## BEGIN Entries

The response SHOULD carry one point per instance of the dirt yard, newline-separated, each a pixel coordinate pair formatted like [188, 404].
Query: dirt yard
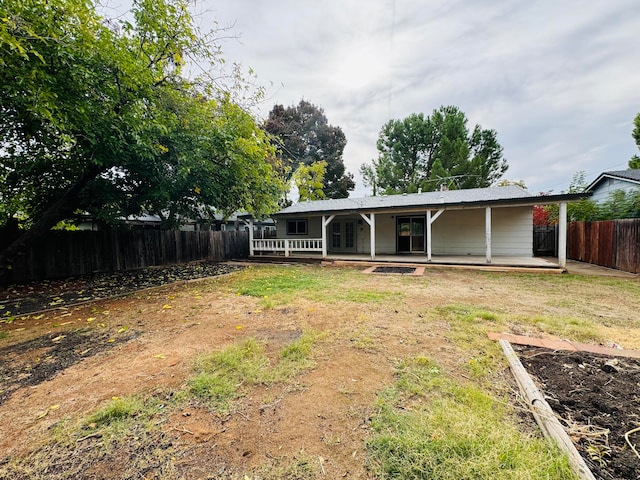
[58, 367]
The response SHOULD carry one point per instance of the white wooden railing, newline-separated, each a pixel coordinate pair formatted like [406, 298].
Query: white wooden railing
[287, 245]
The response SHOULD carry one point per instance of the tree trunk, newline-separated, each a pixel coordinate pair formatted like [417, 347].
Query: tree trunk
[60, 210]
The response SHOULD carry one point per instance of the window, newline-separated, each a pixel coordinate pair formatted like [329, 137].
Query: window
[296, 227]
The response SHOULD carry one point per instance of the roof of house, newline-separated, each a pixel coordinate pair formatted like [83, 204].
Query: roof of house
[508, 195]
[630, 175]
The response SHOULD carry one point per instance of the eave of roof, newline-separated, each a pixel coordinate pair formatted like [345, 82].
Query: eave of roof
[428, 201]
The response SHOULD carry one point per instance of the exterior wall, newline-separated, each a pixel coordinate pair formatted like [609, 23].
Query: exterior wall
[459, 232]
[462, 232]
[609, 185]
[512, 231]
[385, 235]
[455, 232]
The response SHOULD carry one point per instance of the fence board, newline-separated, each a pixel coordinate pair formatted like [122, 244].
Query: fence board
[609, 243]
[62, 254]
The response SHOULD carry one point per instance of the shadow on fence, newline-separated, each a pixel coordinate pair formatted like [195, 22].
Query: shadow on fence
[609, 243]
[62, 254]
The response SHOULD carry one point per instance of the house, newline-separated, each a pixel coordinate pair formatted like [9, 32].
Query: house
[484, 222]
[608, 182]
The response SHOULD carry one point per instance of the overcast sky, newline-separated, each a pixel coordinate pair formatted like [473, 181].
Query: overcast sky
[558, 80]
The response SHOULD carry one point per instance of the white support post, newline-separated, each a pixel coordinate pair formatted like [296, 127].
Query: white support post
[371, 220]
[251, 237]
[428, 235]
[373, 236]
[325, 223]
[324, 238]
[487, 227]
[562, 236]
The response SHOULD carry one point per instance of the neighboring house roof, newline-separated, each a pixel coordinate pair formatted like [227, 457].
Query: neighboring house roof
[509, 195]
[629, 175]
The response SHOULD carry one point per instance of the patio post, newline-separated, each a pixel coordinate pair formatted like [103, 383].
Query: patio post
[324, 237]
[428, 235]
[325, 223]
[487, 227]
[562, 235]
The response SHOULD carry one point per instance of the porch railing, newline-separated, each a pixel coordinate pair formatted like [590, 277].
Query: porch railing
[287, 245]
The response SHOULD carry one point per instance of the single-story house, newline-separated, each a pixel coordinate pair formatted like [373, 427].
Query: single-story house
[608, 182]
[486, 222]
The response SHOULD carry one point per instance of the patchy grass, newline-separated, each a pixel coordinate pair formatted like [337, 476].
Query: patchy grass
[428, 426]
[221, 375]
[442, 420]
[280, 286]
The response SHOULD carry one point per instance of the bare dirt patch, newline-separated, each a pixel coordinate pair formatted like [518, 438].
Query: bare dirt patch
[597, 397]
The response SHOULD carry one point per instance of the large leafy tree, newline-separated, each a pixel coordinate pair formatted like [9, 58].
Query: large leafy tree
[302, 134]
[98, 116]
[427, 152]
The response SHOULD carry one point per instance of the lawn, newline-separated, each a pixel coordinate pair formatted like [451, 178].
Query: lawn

## END Entries

Exercise brief =
Turn each line of the rows above into an item of a numbered list, skipping any blank lines and leaving the pictures out.

The result =
1. The response SHOULD carry one point per instance of the dirt yard, newline-separated, each a pixel coordinate pair formatted like [188, 404].
2. Query: dirt yard
3. [58, 367]
4. The response SHOULD carry one point per instance of the white wooden railing, newline-separated, each a pixel coordinate pair formatted like [406, 298].
5. Query: white wooden railing
6. [287, 245]
7. The response SHOULD carry one point per instance of the tree trunk, newline-separated, each a pixel coordinate pair formatted like [417, 347].
8. Query: tree trunk
9. [60, 210]
10. The response SHOULD carry one point per instance of the window, newline-separated, each a pixel coordinate pair formatted like [329, 137].
11. Query: window
12. [296, 227]
13. The response SHOULD carry one point per instance of the roof of house, newline-separated, each a pixel coordinate pair formatted like [83, 204].
14. Query: roof of house
15. [508, 195]
16. [630, 175]
17. The response SHOULD carry one point per instance of the eave of roof, newline-separated, each a pixel coordinate pair formatted like [345, 82].
18. Query: eave of roof
19. [428, 201]
20. The response SHOULD carry one point per instance of the exterior wall, newline-separated, each a pixel coordinate pair formatted like [609, 23].
21. Query: exterior wall
22. [459, 232]
23. [462, 232]
24. [609, 185]
25. [512, 231]
26. [385, 235]
27. [455, 232]
28. The response SHOULD carry one point per instance of the fence board, newline-separated, each a pixel coordinate pair formatted like [122, 244].
29. Query: fence board
30. [609, 243]
31. [62, 254]
32. The response SHOULD carry one point per instance of the shadow on fence, newline-separated, each a pixel coordinate pair formatted like [195, 22].
33. Query: shadow on fence
34. [609, 243]
35. [62, 254]
36. The response SHOULD carry one point per instance of the house, newline-separated, each a pixel coordinate pair formatted like [9, 32].
37. Query: house
38. [484, 222]
39. [608, 182]
40. The response SHOULD carry one point per instance of the overcast sky, newline-separated, each a pixel coordinate pair formatted like [473, 181].
41. Query: overcast sky
42. [558, 80]
43. The response SHOULD carry one point per instance of the white support post, newline-separated, each a pixel coordinate pair formatted like [296, 127].
44. Query: white support post
45. [371, 220]
46. [251, 237]
47. [428, 235]
48. [373, 236]
49. [325, 223]
50. [324, 238]
51. [487, 227]
52. [562, 236]
53. The response SHOULD carry one point per instance of the neighboring house roof, newline-separated, each a pixel coordinate pair formatted like [227, 457].
54. Query: neighboring house roof
55. [509, 195]
56. [629, 175]
57. The response SHOULD carry one point per instance of the patio post, newline-separated, each a pixel coordinate pair formatted like [103, 383].
58. Query: patio post
59. [324, 237]
60. [428, 235]
61. [325, 223]
62. [487, 227]
63. [562, 235]
64. The response SHOULD carry one point per instance of the porch railing, newline-separated, each a pixel coordinate pair formatted like [590, 277].
65. Query: porch railing
66. [287, 245]
67. The response SHOULD carry one point per instance of the single-story house, newline-separated, each a pixel coordinate pair formatted like [373, 427].
68. Query: single-story house
69. [608, 182]
70. [486, 222]
71. The response SHOULD carry one point per instance of the patchy grass, newline-separated, each a pixel coordinate pair formatted like [337, 476].
72. Query: patchy grass
73. [428, 426]
74. [221, 375]
75. [442, 420]
76. [280, 286]
77. The response SHOULD carry one point per instance of the bare dirt patch, newline-separated, each a pixel coordinate pair formatted like [518, 438].
78. Query: bare dirt patch
79. [597, 397]
80. The response SHOULD carry one point per instance of the large leafy tree, newline-separated, each a pixel coordinate pair formatted like [9, 58].
81. Query: large leafy tree
82. [302, 134]
83. [98, 116]
84. [427, 152]
85. The response SHOULD carry one point per instance of the lawn, newline-separated, each a pixel coordinate pair formatted like [451, 178].
86. Query: lawn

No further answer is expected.